(Object pointing dataset rows)
>>>>
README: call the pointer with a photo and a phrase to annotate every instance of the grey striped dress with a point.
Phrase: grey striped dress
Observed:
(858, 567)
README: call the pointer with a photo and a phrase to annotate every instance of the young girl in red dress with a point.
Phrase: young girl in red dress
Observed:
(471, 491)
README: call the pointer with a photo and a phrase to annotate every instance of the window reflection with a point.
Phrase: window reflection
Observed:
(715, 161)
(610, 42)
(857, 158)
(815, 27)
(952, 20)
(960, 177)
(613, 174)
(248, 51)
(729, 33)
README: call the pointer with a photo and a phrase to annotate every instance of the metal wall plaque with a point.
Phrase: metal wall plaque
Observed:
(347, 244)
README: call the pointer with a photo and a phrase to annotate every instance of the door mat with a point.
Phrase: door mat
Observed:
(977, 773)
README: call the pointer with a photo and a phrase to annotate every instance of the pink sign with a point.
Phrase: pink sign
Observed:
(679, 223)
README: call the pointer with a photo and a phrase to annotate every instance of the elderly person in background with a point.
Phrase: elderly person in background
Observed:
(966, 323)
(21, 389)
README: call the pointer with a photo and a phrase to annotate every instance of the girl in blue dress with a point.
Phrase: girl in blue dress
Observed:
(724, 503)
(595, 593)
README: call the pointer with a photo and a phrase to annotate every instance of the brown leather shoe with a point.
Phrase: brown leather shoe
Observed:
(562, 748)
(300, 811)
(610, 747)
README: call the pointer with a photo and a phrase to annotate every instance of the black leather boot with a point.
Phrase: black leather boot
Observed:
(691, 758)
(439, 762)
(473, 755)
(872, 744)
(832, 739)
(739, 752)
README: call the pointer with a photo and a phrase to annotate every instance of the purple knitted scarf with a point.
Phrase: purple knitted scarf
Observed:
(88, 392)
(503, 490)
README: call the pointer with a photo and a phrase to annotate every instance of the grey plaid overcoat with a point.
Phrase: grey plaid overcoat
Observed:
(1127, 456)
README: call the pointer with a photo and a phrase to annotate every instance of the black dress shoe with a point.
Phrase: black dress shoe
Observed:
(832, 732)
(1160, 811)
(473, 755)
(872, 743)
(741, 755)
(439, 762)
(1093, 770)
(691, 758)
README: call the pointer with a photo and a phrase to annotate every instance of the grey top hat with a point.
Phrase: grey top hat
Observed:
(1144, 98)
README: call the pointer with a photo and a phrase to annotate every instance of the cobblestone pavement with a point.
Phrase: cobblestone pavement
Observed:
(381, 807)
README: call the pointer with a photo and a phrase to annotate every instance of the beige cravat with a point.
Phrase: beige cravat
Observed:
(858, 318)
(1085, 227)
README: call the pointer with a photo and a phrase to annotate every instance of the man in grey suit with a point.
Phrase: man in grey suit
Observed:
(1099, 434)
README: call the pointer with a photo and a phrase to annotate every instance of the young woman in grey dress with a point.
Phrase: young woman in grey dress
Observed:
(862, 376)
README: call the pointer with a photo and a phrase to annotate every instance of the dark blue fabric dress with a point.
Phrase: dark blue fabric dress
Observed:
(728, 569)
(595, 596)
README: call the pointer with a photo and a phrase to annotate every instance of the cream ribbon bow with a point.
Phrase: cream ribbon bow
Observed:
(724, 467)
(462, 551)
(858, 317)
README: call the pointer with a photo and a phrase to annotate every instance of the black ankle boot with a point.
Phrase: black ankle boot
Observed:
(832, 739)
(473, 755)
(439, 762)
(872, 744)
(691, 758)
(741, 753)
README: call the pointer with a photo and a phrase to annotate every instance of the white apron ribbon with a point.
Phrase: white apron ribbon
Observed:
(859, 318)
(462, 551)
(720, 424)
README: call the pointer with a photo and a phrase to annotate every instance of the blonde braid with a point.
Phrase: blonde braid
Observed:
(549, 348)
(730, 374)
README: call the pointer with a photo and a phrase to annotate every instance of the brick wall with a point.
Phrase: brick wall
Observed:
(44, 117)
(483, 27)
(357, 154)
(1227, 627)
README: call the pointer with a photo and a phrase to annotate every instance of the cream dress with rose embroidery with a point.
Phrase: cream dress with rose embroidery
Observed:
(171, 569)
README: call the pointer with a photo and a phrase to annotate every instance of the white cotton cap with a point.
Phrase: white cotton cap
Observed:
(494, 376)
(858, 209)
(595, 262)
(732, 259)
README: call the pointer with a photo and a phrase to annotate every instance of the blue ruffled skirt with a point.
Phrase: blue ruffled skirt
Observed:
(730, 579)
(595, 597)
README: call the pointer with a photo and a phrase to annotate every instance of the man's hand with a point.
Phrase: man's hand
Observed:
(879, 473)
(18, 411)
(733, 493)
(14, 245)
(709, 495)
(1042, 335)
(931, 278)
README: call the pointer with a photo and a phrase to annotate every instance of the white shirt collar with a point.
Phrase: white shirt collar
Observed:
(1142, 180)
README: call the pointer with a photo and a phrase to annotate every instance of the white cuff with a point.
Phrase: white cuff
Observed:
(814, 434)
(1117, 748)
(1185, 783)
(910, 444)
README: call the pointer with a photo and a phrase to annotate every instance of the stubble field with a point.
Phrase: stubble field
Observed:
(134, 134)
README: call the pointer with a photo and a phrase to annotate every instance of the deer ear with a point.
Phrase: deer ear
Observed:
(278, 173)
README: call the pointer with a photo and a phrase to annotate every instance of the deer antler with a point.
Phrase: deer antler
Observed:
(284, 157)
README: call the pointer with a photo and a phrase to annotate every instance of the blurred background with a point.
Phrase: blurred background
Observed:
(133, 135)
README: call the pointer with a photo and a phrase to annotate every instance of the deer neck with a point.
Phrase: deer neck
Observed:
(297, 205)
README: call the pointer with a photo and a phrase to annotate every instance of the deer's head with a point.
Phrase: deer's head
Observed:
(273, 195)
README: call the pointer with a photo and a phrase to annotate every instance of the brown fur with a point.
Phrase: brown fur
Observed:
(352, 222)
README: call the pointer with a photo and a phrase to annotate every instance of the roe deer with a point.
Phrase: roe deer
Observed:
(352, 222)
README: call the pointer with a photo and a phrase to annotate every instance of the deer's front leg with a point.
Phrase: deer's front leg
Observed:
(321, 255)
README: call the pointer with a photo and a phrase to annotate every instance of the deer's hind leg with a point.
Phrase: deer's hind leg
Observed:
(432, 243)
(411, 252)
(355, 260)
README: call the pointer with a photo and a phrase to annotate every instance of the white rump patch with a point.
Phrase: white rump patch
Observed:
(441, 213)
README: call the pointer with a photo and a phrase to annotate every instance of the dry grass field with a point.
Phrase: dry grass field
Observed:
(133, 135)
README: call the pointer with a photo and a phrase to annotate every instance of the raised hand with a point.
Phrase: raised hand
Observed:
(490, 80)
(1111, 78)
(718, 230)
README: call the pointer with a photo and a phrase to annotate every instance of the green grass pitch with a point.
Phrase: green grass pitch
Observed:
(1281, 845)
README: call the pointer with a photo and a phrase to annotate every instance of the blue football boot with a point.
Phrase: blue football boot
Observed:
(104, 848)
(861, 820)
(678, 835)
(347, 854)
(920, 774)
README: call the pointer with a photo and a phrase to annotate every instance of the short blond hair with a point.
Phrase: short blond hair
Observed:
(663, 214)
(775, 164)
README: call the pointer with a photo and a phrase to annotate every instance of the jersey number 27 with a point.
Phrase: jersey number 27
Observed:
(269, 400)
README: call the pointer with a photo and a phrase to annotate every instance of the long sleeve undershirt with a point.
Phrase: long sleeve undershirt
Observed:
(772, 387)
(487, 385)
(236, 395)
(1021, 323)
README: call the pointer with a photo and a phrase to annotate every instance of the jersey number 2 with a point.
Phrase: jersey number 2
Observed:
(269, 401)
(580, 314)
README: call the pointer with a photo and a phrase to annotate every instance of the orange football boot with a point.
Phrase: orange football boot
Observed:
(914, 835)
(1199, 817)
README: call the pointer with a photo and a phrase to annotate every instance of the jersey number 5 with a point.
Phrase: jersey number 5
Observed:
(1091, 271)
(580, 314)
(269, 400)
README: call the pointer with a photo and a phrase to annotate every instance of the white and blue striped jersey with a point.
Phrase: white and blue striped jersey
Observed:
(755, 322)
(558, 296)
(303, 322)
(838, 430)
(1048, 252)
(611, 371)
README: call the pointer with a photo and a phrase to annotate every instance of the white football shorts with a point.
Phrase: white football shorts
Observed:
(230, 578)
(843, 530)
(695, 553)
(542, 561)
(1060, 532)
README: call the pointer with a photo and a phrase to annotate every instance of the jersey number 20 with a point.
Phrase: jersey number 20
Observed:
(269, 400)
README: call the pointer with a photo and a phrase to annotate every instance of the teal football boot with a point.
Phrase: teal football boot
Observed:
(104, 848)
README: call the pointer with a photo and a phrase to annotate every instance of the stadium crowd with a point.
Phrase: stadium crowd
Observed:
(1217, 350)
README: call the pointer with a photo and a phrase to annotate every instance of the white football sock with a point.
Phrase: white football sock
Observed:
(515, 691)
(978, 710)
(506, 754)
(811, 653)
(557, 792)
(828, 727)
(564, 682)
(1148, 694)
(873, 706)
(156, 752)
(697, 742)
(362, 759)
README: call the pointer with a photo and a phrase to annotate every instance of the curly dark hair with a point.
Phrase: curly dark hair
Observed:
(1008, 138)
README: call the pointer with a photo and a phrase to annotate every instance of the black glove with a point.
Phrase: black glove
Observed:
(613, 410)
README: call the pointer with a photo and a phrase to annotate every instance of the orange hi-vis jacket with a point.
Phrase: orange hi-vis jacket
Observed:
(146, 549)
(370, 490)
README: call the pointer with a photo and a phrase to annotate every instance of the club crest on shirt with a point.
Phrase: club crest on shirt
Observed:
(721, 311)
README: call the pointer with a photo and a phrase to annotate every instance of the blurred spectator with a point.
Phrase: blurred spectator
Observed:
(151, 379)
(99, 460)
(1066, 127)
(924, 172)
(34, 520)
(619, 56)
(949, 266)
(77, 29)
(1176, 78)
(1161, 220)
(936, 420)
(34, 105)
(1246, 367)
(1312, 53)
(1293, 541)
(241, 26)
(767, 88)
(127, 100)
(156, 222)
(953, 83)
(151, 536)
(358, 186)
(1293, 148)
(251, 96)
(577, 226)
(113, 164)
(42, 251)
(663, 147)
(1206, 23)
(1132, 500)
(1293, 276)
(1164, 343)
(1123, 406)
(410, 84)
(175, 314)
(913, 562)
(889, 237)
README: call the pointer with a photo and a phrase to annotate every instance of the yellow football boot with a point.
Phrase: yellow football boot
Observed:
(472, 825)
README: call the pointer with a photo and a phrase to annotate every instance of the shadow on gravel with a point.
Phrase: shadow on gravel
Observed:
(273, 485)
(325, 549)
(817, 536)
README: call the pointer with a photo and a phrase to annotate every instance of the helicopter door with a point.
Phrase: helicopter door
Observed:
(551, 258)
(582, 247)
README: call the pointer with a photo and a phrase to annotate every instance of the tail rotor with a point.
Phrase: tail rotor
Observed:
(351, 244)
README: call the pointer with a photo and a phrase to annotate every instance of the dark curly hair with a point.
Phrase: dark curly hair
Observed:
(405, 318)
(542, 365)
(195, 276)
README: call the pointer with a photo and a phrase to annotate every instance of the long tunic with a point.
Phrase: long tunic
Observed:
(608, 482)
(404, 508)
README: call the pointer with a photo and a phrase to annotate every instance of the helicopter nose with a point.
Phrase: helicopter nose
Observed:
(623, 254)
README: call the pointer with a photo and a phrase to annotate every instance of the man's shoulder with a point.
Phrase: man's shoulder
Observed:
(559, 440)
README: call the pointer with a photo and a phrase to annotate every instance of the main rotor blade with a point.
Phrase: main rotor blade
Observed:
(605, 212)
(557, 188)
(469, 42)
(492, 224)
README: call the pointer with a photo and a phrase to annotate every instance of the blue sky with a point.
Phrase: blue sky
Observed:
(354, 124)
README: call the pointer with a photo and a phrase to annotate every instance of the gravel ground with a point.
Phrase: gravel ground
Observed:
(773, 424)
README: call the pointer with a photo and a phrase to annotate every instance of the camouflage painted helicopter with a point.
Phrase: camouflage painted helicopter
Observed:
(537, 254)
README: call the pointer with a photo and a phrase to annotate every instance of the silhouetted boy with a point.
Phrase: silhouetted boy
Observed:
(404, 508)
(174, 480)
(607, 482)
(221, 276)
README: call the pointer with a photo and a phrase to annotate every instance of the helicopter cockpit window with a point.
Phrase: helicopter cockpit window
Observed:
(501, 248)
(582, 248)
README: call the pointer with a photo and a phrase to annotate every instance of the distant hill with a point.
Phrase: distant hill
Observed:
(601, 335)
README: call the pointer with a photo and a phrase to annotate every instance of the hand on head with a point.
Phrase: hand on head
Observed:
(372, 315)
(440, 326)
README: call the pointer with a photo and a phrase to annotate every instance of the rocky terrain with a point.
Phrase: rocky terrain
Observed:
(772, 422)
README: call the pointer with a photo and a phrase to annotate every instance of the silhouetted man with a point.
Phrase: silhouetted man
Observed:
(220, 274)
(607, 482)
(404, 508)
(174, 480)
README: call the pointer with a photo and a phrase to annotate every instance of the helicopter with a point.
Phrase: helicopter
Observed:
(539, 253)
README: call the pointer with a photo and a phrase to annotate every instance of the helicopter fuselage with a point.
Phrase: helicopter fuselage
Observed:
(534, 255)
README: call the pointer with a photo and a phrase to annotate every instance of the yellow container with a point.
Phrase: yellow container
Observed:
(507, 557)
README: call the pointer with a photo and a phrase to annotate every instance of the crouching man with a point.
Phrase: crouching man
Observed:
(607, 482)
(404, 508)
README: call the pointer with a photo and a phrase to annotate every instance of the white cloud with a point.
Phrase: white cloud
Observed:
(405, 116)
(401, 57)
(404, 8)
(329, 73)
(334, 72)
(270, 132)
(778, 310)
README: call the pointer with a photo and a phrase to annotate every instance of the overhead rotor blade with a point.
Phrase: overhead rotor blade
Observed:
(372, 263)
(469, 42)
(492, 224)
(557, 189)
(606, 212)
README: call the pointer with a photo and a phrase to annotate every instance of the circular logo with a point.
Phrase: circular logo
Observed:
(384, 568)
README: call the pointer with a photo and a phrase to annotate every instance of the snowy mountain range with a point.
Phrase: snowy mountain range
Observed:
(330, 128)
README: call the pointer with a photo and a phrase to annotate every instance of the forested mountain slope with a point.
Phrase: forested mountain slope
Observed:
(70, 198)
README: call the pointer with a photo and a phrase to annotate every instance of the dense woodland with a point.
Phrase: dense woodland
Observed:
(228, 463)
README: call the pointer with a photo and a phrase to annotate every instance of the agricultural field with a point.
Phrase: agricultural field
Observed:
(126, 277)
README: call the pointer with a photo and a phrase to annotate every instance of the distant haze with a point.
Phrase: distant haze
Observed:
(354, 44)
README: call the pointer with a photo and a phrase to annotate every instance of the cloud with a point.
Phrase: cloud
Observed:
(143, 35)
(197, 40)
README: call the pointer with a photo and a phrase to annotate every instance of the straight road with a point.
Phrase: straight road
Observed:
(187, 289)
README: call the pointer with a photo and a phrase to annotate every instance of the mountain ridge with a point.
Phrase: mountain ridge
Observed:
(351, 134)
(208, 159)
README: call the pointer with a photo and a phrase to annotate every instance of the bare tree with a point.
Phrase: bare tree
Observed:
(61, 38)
<<<<
● Your instructions
Repeat, exactly and only, the lines above from the one containing "haze with a point." through the end of the material.

● Full answer
README: call the pointer with a photo and a phrase to annotate every instance of the distant haze with a point.
Phrase: distant haze
Observed:
(354, 44)
README: call the pointer with a photo and a phrase to annotate every instance of the cloud with a point.
Phrase: cloud
Observed:
(143, 35)
(197, 40)
README: call the pointer with a photo and a phrase to annotate every instance of the straight road with a point.
Phrase: straight road
Observed:
(187, 289)
README: call the pointer with a photo and a phrase to annotate every instance of the mountain ridge with a point.
Phrase: mountain ridge
Observed:
(351, 134)
(208, 159)
README: call the pointer with a photo and a phrase to annotate every instance of the bare tree with a point.
Phrase: bare tree
Observed:
(61, 38)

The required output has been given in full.